_Text_.
--- BEGIN ---
# Mood-Based Restaurant Classifier - Model Training
Fine-tuning DistilBERT for multi-label mood classification

## Setup and Installation

In [None]:
# Install required packages
!pip install transformers datasets torch scikit-learn pandas numpy matplotlib seaborn tqdm -q

In [None]:
# Clone repository (run only in Colab)
import os
if 'COLAB_GPU' in os.environ:
    !git clone https://github.com/Rohanjain2312/mood-based-restaurant-recommender.git
    %cd mood-based-restaurant-recommender

In [None]:
import json
import pandas as pd
import numpy as np
import torch
from torch.utils.data import Dataset, DataLoader
from transformers import (
    DistilBertTokenizer,
    DistilBertForSequenceClassification,
    AdamW,
    get_linear_schedule_with_warmup
)
from sklearn.model_selection import train_test_split
from sklearn.metrics import f1_score, precision_score, recall_score, classification_report
from tqdm.auto import tqdm
import matplotlib.pyplot as plt
import seaborn as sns

# Set random seeds for reproducibility
SEED = 42
torch.manual_seed(SEED)
np.random.seed(SEED)

# Check GPU availability
device = torch.device('cuda' if torch.cuda.is_available() else 'cpu')
print(f'Using device: {device}')
if device.type == 'cuda':
    print(f'GPU: {torch.cuda.get_device_name(0)}')

## Load and Explore Data

In [None]:
# Load labeled reviews
with open('data/labeled/labeled_reviews.json', 'r', encoding='utf-8') as f:
    data = json.load(f)

print(f'Total reviews: {len(data)}')
print(f'Sample review:\n{data[0]}')

In [None]:
# Define mood categories
MOODS = ['work', 'date', 'quick_bite', 'budget', 'family', 'late_night', 'celebration']
NUM_LABELS = len(MOODS)

print(f'Mood categories: {MOODS}')
print(f'Number of labels: {NUM_LABELS}')
--- END ---
_Extracted material_.
--- BEGIN ---
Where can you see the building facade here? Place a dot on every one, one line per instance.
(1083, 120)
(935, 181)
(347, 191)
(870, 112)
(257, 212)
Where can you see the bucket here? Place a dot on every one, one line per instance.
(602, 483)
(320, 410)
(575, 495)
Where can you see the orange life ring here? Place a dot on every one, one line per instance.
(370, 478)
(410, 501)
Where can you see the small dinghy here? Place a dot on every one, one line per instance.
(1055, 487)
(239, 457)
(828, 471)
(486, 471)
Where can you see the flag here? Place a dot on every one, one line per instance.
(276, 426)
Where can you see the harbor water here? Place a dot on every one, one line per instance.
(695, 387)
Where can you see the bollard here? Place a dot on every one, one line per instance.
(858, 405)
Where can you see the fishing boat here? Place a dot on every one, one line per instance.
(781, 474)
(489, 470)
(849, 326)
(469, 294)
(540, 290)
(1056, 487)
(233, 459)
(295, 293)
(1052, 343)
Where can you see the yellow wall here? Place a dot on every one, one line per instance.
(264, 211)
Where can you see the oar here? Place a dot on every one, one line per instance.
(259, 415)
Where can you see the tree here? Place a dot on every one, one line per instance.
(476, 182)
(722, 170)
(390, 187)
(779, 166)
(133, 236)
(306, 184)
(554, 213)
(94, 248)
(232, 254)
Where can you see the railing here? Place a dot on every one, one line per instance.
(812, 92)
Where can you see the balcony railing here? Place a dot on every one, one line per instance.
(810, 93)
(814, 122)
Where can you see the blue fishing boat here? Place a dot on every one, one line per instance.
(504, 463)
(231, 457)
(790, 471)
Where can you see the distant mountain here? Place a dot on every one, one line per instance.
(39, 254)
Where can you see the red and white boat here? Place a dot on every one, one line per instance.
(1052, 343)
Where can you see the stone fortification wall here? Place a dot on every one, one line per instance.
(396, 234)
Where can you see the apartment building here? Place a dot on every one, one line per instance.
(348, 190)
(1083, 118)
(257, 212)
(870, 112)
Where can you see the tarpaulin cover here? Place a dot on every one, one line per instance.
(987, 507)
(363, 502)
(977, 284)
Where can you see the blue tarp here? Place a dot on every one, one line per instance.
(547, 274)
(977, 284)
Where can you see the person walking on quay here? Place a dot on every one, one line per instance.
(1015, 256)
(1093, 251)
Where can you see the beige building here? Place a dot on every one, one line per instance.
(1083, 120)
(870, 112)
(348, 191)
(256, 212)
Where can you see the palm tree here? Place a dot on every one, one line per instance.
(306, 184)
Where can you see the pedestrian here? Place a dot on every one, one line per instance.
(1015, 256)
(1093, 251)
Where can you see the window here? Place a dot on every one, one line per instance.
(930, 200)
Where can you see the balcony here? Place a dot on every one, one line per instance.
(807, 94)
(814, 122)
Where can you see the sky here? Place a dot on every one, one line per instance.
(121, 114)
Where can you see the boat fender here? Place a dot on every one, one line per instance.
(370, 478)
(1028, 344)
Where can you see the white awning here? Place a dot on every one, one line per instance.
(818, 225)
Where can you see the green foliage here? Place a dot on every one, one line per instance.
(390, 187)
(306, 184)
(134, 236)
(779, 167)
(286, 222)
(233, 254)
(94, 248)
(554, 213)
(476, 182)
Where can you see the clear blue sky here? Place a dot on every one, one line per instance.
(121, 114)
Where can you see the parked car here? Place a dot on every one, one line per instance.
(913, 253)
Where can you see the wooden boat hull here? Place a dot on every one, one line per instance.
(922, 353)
--- END ---
--- BEGIN ---
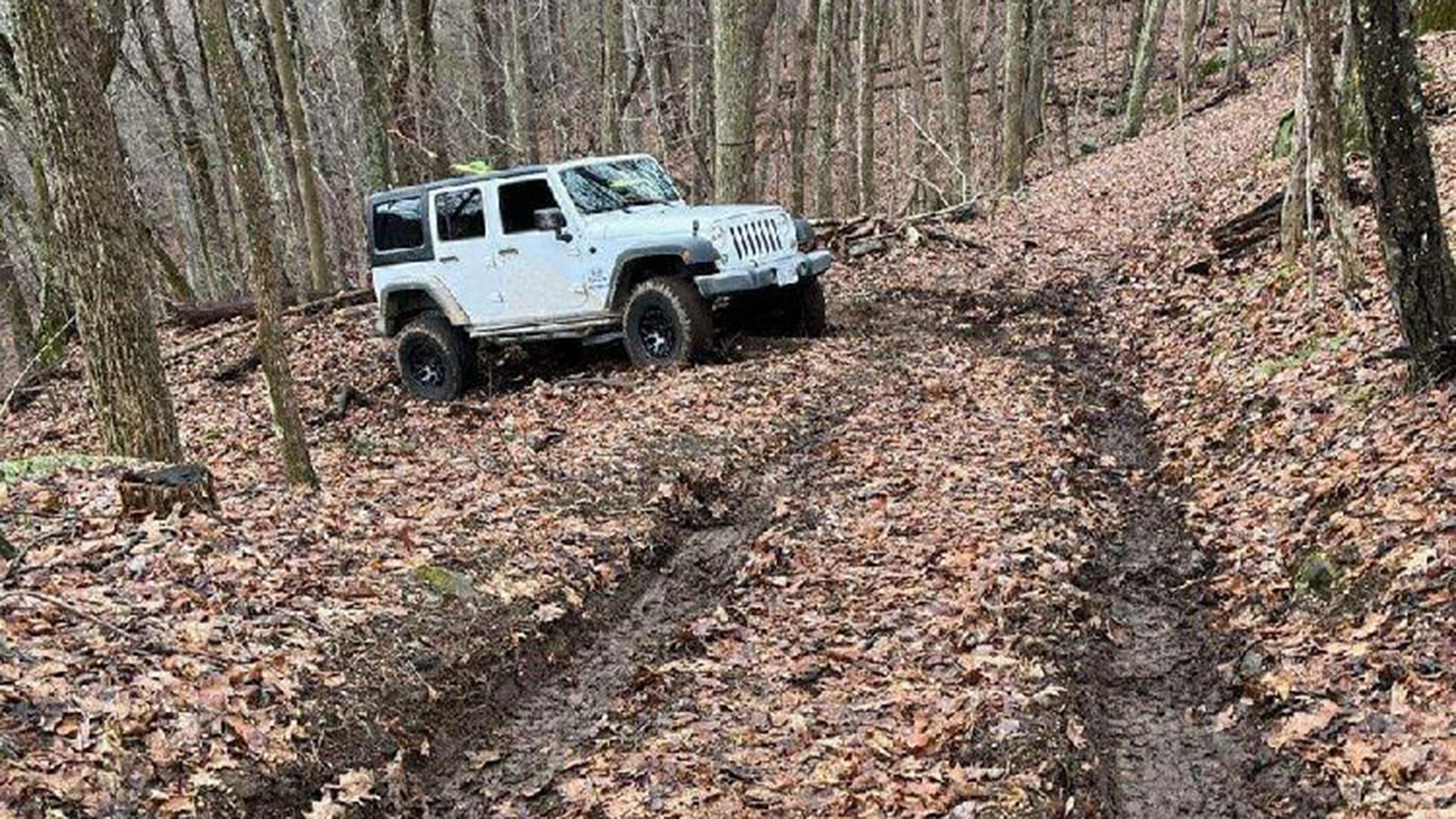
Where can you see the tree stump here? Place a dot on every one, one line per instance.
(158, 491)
--- END ---
--- BEGIN ---
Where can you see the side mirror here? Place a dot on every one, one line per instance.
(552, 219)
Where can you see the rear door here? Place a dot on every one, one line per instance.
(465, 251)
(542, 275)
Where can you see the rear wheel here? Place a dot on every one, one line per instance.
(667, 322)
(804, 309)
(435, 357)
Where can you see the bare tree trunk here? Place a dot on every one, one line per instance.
--- END ---
_The problem_.
Can you transcribe the mood classifier notebook starting with "from sklearn.model_selection import" and going on through "torch.cuda.is_available() else 'cpu')"? The rows have no connection to the notebook.

_Finished task_.
from sklearn.model_selection import train_test_split
from sklearn.metrics import f1_score, precision_score, recall_score, classification_report
from tqdm.auto import tqdm
import matplotlib.pyplot as plt
import seaborn as sns

# Set random seeds for reproducibility
SEED = 42
torch.manual_seed(SEED)
np.random.seed(SEED)

# Check GPU availability
device = torch.device('cuda' if torch.cuda.is_available() else 'cpu')